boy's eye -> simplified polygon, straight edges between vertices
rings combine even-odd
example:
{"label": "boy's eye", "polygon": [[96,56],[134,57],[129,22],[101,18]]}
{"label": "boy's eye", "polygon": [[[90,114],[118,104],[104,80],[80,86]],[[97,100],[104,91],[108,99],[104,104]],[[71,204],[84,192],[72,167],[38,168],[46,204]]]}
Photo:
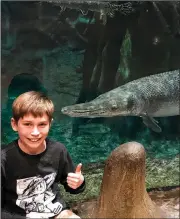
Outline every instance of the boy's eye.
{"label": "boy's eye", "polygon": [[30,126],[31,124],[30,124],[30,123],[25,123],[24,125],[25,125],[25,126]]}

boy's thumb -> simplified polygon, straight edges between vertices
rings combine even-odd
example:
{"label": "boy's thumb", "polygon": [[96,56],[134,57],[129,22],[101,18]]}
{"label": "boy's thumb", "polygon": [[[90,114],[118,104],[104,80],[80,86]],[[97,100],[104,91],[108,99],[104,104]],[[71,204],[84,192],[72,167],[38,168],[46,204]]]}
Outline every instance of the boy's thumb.
{"label": "boy's thumb", "polygon": [[75,173],[81,173],[82,163],[79,163],[76,167]]}

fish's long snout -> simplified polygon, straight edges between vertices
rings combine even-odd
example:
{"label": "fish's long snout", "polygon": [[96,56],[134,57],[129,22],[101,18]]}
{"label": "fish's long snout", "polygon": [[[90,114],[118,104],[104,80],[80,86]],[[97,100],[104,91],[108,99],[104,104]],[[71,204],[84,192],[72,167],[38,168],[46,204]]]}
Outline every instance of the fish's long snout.
{"label": "fish's long snout", "polygon": [[67,114],[68,108],[67,108],[67,107],[63,107],[63,108],[61,109],[61,112],[62,112],[63,114]]}

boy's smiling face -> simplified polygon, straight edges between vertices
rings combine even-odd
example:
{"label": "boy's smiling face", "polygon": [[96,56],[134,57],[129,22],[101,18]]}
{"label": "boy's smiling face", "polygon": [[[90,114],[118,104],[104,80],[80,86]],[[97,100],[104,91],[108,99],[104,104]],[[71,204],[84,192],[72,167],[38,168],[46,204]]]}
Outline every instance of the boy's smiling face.
{"label": "boy's smiling face", "polygon": [[11,126],[19,134],[19,147],[27,154],[39,154],[45,150],[45,139],[50,129],[49,117],[46,113],[42,117],[27,114],[18,122],[11,119]]}

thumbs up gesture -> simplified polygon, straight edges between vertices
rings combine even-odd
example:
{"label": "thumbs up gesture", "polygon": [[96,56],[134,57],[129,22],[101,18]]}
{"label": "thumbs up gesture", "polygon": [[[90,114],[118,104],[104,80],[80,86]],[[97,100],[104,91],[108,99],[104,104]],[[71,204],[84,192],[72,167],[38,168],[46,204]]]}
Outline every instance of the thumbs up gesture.
{"label": "thumbs up gesture", "polygon": [[77,189],[84,181],[84,176],[81,174],[82,164],[79,163],[76,167],[75,173],[68,173],[67,184],[72,189]]}

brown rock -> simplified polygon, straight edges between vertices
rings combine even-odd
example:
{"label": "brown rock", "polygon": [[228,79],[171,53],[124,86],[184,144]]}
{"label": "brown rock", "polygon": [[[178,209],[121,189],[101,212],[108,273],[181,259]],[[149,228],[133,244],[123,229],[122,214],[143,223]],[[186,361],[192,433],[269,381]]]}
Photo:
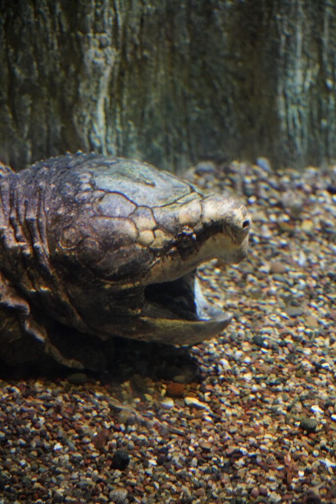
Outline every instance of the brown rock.
{"label": "brown rock", "polygon": [[167,393],[172,397],[182,397],[184,392],[184,385],[182,383],[173,382],[167,386]]}
{"label": "brown rock", "polygon": [[282,273],[286,273],[288,271],[288,268],[287,265],[284,263],[280,261],[277,261],[272,263],[270,271],[272,274],[274,273],[281,274]]}
{"label": "brown rock", "polygon": [[110,431],[108,429],[99,429],[93,440],[93,444],[97,450],[104,450],[109,435]]}

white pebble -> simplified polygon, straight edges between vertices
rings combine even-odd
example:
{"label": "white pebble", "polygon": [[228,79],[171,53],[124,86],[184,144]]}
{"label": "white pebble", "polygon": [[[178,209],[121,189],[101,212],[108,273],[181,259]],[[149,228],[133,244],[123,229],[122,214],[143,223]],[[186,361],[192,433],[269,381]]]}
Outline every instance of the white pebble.
{"label": "white pebble", "polygon": [[184,402],[187,406],[193,406],[200,409],[210,409],[207,404],[201,403],[196,397],[185,397]]}

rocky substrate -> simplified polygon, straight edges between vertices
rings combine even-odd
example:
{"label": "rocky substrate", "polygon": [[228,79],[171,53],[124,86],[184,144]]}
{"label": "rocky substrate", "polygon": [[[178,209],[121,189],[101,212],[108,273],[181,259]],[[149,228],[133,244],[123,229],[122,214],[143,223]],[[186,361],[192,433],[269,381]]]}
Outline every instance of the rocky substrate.
{"label": "rocky substrate", "polygon": [[187,350],[117,340],[99,375],[0,381],[0,504],[336,504],[336,170],[187,176],[252,214],[248,259],[199,272],[232,323]]}

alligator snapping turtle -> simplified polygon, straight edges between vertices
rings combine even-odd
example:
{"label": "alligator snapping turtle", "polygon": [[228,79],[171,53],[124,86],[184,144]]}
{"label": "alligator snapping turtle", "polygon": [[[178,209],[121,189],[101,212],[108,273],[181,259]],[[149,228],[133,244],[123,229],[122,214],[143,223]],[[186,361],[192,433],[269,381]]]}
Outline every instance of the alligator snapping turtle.
{"label": "alligator snapping turtle", "polygon": [[235,199],[82,153],[2,165],[0,197],[0,360],[96,369],[111,336],[191,345],[229,323],[195,271],[245,258],[251,219]]}

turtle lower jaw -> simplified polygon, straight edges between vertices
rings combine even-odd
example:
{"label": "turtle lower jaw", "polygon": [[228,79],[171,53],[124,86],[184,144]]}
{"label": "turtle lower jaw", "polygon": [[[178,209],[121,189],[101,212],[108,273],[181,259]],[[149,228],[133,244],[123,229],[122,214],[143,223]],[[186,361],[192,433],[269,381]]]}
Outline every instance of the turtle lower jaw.
{"label": "turtle lower jaw", "polygon": [[145,297],[137,336],[144,341],[195,345],[217,336],[232,318],[206,299],[194,271],[147,286]]}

══════════════════════════════

Given task → Reproduce all of the material above, swapping "straight edges" for "straight segments" wherever it occurs and leaving everything else unchanged. Omit the pictures from your answer.

Written answer →
boy's eye -> simplified polygon, straight segments between vertices
rings combine even-odd
example:
{"label": "boy's eye", "polygon": [[96,56],[134,57],[129,22],[101,18]]}
{"label": "boy's eye", "polygon": [[[90,114],[118,104],[104,80],[80,86]],[[97,100],[104,91],[108,99],[104,104]],[[71,204],[84,192],[72,167],[38,168],[46,204]]]}
Photo:
Outline every instance of the boy's eye.
{"label": "boy's eye", "polygon": [[30,126],[31,124],[30,124],[30,123],[25,123],[24,125],[25,125],[25,126]]}

boy's thumb -> simplified polygon, straight segments between vertices
rings combine even-odd
example:
{"label": "boy's thumb", "polygon": [[96,56],[134,57],[129,22],[101,18]]}
{"label": "boy's thumb", "polygon": [[[90,114],[118,104],[104,80],[80,86]],[[97,100],[104,91],[108,99],[104,104]],[[71,204],[84,192],[72,167],[38,168],[46,204]]]}
Outline every instance of the boy's thumb.
{"label": "boy's thumb", "polygon": [[75,173],[81,173],[82,163],[79,163],[76,167]]}

fish's long snout -> simplified polygon, straight segments between vertices
rings combine even-odd
example:
{"label": "fish's long snout", "polygon": [[96,56],[134,57],[129,22],[101,18]]}
{"label": "fish's long snout", "polygon": [[[90,114],[118,104],[104,80],[80,86]],[[97,100],[104,91],[108,99],[104,104]],[[71,204],[84,192],[72,167],[38,168],[46,204]]]}
Outline every instance of the fish's long snout.
{"label": "fish's long snout", "polygon": [[67,114],[68,108],[67,108],[67,107],[63,107],[63,108],[61,109],[61,112],[62,112],[63,114]]}

boy's smiling face -> simplified polygon, straight segments between vertices
rings combine even-odd
example:
{"label": "boy's smiling face", "polygon": [[96,56],[134,57],[129,22],[101,18]]}
{"label": "boy's smiling face", "polygon": [[[90,114],[118,104],[104,80],[80,86]],[[97,100],[104,91],[108,99],[104,104]],[[71,204],[84,192],[72,167],[38,168],[46,204]]]}
Outline every instance of the boy's smiling face.
{"label": "boy's smiling face", "polygon": [[11,126],[19,134],[19,147],[27,154],[39,154],[45,150],[45,139],[50,129],[49,117],[46,113],[42,117],[27,114],[18,122],[11,119]]}

thumbs up gesture -> simplified polygon, straight segments between vertices
rings combine even-odd
example:
{"label": "thumbs up gesture", "polygon": [[96,56],[134,57],[129,22],[101,18]]}
{"label": "thumbs up gesture", "polygon": [[[90,114],[118,104],[104,80],[80,86]],[[97,100],[104,91],[108,99],[104,104]],[[71,204],[84,192],[72,167],[38,168],[46,204]]]}
Outline every instance of the thumbs up gesture.
{"label": "thumbs up gesture", "polygon": [[77,189],[84,181],[84,176],[81,174],[82,164],[79,163],[76,167],[75,173],[68,173],[67,184],[72,189]]}

brown rock -> simplified polygon, straight segments between vertices
rings combine even-odd
example:
{"label": "brown rock", "polygon": [[228,79],[171,53],[124,86],[184,144]]}
{"label": "brown rock", "polygon": [[[178,209],[121,189],[101,212],[108,273],[181,259]],[[149,228],[133,244],[123,229],[122,214],[143,223]],[[186,361],[192,433],[269,381]]]}
Photo:
Outline every instance of the brown rock.
{"label": "brown rock", "polygon": [[167,393],[172,397],[182,397],[184,392],[184,385],[182,383],[173,382],[167,386]]}
{"label": "brown rock", "polygon": [[282,273],[286,273],[288,271],[288,268],[287,265],[284,263],[280,261],[277,261],[272,263],[270,271],[272,274],[274,273],[281,274]]}
{"label": "brown rock", "polygon": [[110,431],[108,429],[99,429],[93,440],[93,444],[97,450],[104,450],[109,435]]}

white pebble -> simplified polygon, straight segments between vertices
rings combine even-odd
example:
{"label": "white pebble", "polygon": [[228,79],[171,53],[124,86],[184,144]]}
{"label": "white pebble", "polygon": [[[178,209],[121,189],[101,212],[108,273],[181,259]],[[149,228],[133,244],[123,229],[122,214],[143,223]],[[186,361],[192,433],[269,381]]]}
Outline every instance of the white pebble.
{"label": "white pebble", "polygon": [[184,402],[187,406],[193,406],[200,409],[210,409],[207,404],[201,403],[196,397],[185,397]]}

rocky substrate -> simplified polygon, straight segments between vertices
rings combine even-odd
example:
{"label": "rocky substrate", "polygon": [[228,79],[171,53],[124,86],[184,144]]}
{"label": "rocky substrate", "polygon": [[[178,209],[121,189],[101,212],[108,273],[181,259]],[[149,228],[133,244],[123,229],[122,214],[143,223]],[[186,361],[192,433],[269,381]]]}
Outline every instance of the rocky substrate.
{"label": "rocky substrate", "polygon": [[187,350],[117,340],[99,375],[0,381],[0,504],[336,504],[336,170],[187,176],[252,214],[248,259],[199,272],[232,323]]}

alligator snapping turtle -> simplified polygon, straight segments between vertices
rings combine even-odd
example:
{"label": "alligator snapping turtle", "polygon": [[228,79],[171,53],[124,86],[184,144]]}
{"label": "alligator snapping turtle", "polygon": [[[178,209],[121,189],[101,212],[108,273],[181,259]],[[149,228],[133,244],[123,229],[122,214],[143,223]],[[186,361],[192,433],[269,381]]]}
Outline every instance of the alligator snapping turtle.
{"label": "alligator snapping turtle", "polygon": [[235,199],[82,153],[2,165],[0,197],[0,360],[96,369],[111,336],[191,345],[229,323],[195,271],[245,258],[251,219]]}

turtle lower jaw -> simplified polygon, straight segments between vertices
rings combine even-odd
example:
{"label": "turtle lower jaw", "polygon": [[228,79],[171,53],[124,86],[184,144]]}
{"label": "turtle lower jaw", "polygon": [[[178,209],[121,189],[101,212],[108,273],[181,259]],[[149,228],[133,244],[123,229],[122,214],[143,223]],[[186,361],[192,433],[269,381]]]}
Outline every instance of the turtle lower jaw.
{"label": "turtle lower jaw", "polygon": [[145,297],[137,336],[144,341],[195,345],[217,336],[232,318],[206,299],[194,271],[147,286]]}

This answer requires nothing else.